Excerpt provided:
※
Different disciplines including social psychology, sociology, education, and family studies agree that family structures have a significant influence on children’s mental and physical health. The intact family is associated with the healthy development of a child, whereas divorce was found to harm children in their childhood and young adulthood. Although the divorce rate in the US is dropping, still 39% of marriages ultimately end in dissolution what is a significant social problem (McDowell). The process of family dissolution and conflict between the parents develop negative self-concept, difficulties in relationships with relatives, behavioral problems, and social issues in children.
The more intensified conflict is between parents, the bigger chance of a child developing depression. Haimi and Lerner revealed that “adults, who reported marital conflict between parents, expressed significantly more behavioral problems and depression, than adults, who grew up as children of parents whose relationships were good” (2). Another research identified that Afro-American children who experienced a stressful transition in childhood were more prone to depression at the age of 13 than their peers (Demir-Dagdas et al. 3). It means that parental divorce during the formative period of growth is inherent to the mid-term and long-term mental issues of children.
※
Using the passage on divorce and children's well-being, state whether each statement agrees with it, answering yes or no and quoting the deciding words: 1. The divorce rate in the US is rising. 2. About 39% of marriages in the US end in dissolution. 3. Afro-American children who went through a stressful transition in childhood were more prone to depression at age 13 than their peers. The listing after this point is not needed.

Records supplied:
※
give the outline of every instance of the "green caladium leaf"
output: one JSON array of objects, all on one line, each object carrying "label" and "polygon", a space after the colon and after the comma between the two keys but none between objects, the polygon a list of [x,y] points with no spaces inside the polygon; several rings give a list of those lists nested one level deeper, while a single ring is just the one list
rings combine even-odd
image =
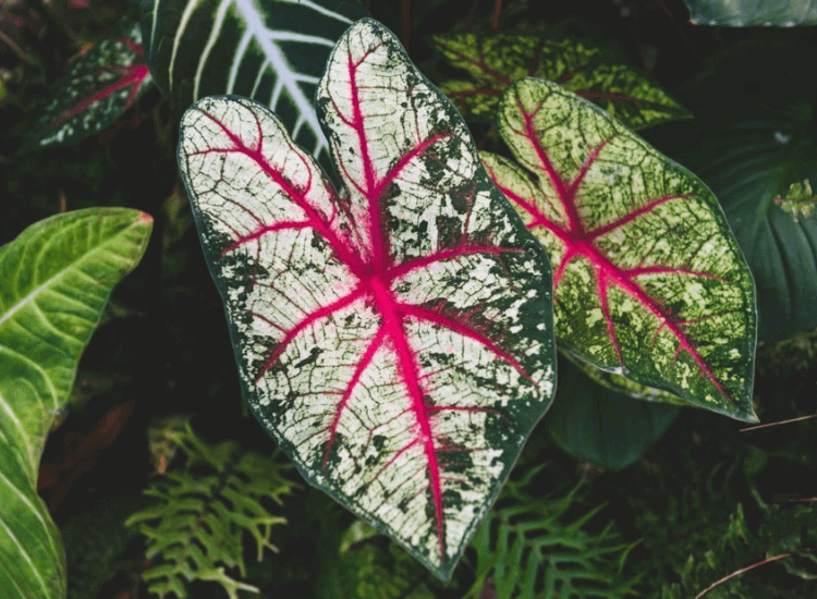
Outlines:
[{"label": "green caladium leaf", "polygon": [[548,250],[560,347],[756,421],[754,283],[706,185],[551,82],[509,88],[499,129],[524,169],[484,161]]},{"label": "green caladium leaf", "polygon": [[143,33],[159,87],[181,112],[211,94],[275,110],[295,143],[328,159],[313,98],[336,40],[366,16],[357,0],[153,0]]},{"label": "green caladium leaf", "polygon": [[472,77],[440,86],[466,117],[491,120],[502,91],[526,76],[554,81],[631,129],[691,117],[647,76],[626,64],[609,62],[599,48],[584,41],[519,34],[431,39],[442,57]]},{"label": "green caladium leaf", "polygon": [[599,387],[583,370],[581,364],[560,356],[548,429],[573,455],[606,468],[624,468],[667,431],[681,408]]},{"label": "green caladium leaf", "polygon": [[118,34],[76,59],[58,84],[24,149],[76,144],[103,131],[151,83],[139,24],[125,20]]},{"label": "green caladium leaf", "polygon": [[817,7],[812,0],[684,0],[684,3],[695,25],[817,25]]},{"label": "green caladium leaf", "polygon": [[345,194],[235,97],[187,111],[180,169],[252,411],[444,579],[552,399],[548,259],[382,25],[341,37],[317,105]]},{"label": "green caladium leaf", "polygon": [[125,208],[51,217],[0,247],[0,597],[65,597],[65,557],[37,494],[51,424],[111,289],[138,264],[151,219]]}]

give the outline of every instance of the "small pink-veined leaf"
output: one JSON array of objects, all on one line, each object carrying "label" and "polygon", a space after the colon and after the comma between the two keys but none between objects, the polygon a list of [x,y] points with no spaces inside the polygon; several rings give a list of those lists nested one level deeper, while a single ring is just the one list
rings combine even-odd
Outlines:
※
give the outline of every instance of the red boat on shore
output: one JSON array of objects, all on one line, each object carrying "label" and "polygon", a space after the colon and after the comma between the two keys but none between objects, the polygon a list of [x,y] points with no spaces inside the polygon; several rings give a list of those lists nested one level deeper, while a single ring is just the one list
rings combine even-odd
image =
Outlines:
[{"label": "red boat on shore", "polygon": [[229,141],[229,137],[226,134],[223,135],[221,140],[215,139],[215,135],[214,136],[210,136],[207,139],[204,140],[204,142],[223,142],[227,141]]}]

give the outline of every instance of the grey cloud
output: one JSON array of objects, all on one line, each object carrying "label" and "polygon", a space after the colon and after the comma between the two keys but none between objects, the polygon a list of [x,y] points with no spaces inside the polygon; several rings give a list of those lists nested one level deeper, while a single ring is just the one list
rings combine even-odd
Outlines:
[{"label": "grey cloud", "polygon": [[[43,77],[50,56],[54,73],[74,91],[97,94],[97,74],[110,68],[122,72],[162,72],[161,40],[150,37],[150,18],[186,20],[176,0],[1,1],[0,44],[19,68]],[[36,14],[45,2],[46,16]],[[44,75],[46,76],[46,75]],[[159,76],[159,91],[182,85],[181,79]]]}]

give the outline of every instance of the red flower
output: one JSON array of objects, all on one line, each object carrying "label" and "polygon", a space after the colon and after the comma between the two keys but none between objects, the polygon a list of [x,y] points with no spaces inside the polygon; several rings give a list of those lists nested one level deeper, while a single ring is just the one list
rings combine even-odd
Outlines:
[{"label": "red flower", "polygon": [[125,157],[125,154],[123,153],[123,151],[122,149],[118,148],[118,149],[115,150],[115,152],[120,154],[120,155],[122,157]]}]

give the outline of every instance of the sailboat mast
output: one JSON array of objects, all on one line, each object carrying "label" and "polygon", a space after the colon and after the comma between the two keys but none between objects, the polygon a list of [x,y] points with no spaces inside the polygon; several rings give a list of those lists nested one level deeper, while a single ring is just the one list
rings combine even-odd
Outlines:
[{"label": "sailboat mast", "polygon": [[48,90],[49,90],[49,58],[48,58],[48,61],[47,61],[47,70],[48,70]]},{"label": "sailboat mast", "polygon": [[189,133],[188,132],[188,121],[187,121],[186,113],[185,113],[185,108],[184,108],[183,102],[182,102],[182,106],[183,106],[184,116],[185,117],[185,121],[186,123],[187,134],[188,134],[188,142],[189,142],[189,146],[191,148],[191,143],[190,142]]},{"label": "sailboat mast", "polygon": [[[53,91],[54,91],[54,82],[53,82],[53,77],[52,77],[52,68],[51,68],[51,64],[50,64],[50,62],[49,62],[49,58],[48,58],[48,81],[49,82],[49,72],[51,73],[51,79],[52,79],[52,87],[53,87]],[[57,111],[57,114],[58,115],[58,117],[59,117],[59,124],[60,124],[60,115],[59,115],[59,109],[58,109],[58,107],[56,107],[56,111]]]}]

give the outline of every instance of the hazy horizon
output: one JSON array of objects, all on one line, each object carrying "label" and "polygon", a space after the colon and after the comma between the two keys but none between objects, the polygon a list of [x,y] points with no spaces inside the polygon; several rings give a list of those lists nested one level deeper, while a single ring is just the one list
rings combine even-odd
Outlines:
※
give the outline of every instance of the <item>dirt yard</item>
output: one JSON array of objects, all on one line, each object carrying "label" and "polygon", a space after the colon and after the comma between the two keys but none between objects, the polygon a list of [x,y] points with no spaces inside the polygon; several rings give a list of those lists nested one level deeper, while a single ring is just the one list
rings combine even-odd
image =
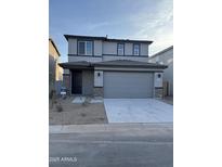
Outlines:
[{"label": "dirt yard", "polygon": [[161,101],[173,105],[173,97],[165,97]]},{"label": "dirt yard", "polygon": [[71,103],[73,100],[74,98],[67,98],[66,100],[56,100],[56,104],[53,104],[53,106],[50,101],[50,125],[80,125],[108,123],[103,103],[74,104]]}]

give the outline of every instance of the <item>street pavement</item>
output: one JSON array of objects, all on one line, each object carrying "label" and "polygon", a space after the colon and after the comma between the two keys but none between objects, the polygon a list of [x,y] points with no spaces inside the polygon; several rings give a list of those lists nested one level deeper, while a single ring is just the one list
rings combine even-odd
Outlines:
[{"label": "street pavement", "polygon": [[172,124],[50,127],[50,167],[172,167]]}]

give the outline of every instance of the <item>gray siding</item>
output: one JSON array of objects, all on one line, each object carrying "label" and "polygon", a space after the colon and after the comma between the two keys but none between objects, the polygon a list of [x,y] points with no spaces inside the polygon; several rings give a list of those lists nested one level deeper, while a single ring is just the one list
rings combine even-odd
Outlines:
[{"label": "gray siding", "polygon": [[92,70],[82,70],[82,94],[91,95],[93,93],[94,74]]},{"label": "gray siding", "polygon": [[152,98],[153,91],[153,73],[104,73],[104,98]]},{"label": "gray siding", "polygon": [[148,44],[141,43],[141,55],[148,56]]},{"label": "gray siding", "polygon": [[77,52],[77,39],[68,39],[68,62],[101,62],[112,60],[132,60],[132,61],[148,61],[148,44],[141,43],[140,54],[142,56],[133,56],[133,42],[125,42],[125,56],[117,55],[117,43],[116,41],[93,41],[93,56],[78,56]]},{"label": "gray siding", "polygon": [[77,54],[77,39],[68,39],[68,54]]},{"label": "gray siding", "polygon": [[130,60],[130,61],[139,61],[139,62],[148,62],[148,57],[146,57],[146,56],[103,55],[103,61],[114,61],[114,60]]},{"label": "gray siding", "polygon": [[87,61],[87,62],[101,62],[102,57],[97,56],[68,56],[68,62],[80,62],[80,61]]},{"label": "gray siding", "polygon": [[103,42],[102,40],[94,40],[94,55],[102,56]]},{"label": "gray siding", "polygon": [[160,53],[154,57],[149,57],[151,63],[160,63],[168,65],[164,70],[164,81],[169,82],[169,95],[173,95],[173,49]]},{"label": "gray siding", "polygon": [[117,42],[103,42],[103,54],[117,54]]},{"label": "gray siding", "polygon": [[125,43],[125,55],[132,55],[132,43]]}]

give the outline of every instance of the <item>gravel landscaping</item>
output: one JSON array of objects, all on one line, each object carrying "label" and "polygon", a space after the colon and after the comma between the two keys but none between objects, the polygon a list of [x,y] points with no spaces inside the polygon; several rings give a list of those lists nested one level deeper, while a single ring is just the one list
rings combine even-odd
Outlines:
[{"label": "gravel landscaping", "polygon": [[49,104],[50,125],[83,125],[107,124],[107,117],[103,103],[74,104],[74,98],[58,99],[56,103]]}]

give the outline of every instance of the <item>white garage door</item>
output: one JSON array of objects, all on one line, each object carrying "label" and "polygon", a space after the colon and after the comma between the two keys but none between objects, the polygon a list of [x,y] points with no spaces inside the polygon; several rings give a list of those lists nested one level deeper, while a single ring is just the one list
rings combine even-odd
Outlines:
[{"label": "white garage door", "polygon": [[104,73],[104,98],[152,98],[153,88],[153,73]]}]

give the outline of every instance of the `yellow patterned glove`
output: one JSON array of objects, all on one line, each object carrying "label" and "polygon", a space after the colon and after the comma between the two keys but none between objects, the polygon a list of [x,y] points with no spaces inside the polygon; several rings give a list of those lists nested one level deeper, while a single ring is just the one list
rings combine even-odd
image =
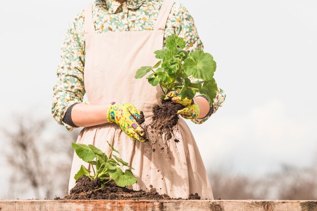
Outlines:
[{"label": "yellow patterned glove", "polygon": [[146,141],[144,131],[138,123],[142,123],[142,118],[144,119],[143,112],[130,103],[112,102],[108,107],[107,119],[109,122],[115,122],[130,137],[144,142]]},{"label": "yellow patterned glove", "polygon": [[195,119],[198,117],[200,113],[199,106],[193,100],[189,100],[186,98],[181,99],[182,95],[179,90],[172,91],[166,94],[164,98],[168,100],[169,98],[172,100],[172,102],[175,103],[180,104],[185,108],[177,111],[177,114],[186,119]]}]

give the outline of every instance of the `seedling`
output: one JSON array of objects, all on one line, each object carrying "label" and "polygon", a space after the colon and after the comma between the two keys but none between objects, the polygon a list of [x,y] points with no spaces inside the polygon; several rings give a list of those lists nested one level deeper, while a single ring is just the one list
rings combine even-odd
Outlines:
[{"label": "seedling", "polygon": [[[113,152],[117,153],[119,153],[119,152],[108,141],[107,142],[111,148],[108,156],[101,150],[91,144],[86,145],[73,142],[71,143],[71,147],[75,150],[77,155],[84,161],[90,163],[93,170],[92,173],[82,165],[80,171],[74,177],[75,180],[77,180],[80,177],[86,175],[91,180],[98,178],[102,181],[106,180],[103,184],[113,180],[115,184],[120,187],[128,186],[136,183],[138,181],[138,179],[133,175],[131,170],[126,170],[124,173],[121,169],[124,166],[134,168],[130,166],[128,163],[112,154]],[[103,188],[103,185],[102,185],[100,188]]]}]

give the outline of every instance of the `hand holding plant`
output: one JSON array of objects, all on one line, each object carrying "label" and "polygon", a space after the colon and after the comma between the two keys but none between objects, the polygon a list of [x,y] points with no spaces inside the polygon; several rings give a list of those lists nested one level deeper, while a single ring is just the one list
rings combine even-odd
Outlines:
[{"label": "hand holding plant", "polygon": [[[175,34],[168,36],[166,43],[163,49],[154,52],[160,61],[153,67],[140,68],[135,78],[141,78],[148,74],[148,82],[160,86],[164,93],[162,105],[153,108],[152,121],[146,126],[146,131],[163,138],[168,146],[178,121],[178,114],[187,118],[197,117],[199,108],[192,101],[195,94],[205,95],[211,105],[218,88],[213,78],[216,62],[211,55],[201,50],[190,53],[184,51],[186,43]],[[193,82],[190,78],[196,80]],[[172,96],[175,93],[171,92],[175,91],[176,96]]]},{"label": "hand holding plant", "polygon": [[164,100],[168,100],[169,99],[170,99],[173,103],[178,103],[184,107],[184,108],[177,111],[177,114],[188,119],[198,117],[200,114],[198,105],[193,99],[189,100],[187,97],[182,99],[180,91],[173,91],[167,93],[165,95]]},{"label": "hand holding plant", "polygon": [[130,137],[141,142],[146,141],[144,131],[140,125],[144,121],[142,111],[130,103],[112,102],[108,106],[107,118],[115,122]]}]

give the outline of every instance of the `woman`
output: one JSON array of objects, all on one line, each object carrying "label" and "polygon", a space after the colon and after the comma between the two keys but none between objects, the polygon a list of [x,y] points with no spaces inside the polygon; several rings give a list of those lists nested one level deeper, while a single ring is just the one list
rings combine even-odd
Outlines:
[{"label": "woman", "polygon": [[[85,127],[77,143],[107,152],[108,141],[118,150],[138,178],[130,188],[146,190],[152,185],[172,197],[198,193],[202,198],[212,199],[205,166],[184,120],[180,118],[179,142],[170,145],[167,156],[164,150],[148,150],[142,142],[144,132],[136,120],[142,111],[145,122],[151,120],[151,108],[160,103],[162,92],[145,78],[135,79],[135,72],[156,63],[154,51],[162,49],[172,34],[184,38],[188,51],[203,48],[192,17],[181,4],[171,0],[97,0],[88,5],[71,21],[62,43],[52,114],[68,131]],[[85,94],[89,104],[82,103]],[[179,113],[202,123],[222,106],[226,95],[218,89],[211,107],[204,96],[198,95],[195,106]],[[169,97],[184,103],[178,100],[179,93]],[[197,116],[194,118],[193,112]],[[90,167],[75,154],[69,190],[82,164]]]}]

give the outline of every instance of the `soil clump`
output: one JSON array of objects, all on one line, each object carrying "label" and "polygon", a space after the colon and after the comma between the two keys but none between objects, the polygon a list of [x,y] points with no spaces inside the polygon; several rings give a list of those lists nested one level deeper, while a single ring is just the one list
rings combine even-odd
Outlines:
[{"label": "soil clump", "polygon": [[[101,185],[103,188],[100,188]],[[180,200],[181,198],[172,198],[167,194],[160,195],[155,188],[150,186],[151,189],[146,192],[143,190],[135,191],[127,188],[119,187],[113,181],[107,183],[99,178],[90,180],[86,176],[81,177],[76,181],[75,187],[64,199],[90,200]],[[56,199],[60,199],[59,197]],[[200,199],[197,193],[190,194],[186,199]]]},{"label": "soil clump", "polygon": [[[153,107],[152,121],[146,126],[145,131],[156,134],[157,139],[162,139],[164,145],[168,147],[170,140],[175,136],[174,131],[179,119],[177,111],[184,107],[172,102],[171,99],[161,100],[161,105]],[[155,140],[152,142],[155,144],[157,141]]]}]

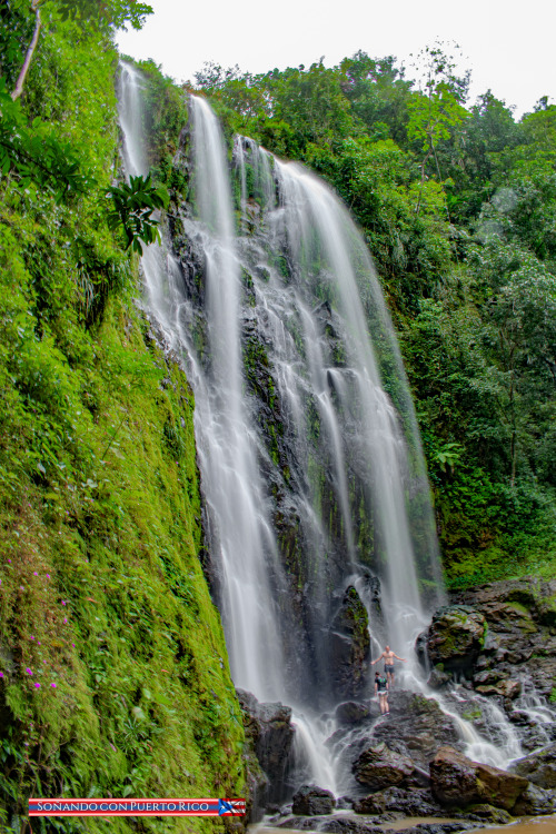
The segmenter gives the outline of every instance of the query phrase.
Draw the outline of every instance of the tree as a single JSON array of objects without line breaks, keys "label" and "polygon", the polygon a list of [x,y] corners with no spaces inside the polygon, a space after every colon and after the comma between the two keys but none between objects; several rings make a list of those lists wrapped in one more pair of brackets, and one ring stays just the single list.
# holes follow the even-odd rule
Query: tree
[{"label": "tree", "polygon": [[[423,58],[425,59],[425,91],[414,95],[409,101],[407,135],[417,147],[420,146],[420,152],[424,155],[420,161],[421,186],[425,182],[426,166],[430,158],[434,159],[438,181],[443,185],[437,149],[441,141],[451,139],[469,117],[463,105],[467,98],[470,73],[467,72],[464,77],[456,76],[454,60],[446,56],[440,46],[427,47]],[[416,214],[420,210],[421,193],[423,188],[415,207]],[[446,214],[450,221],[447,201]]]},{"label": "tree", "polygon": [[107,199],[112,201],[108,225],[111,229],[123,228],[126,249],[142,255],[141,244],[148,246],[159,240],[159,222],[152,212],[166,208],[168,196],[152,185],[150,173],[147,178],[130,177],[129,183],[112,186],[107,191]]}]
※
Completed exercise:
1. No: "Although the divorce rate in the US is dropping"
2. Yes: "still 39% of marriages ultimately end in dissolution"
3. Yes: "Afro-American children who experienced a stressful transition in childhood were more prone to depression at the age of 13 than their peers"